Top of Raw data
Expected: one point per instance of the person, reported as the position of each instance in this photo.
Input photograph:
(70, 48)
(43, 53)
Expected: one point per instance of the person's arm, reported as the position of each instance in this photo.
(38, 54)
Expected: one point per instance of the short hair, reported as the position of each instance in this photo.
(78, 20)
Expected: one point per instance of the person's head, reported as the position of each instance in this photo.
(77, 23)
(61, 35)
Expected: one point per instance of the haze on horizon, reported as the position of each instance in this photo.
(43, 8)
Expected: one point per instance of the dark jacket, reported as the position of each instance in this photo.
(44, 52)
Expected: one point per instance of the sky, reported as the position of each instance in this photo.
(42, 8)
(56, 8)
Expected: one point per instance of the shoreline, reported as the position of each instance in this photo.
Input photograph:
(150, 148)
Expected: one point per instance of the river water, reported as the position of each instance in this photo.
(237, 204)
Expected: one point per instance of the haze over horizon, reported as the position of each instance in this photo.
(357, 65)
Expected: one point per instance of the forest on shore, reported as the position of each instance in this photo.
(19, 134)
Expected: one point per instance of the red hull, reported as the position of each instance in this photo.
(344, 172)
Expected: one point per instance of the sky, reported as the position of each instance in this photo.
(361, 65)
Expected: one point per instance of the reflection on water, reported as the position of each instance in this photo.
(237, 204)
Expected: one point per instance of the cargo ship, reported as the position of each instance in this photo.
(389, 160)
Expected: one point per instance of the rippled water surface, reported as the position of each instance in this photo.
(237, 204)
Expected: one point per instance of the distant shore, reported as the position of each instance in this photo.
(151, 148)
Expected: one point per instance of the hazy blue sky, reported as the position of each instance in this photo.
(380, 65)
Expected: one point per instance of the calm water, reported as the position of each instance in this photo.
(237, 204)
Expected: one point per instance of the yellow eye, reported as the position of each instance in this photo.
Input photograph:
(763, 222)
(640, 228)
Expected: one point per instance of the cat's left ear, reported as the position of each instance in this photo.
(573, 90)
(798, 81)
Bottom of Raw data
§ **Work item**:
Return exactly the lines from the one containing "Expected: one point per instance of the yellow" to the last line of the data, and nothing more.

§ **Output of the task**:
Expected: one point per instance of the yellow eye, reported as the position of each instance in this photo.
Input photograph:
(763, 222)
(640, 228)
Expected: one point per instance of the cat's left ear, reported as the position of each instance in this photo.
(573, 90)
(798, 81)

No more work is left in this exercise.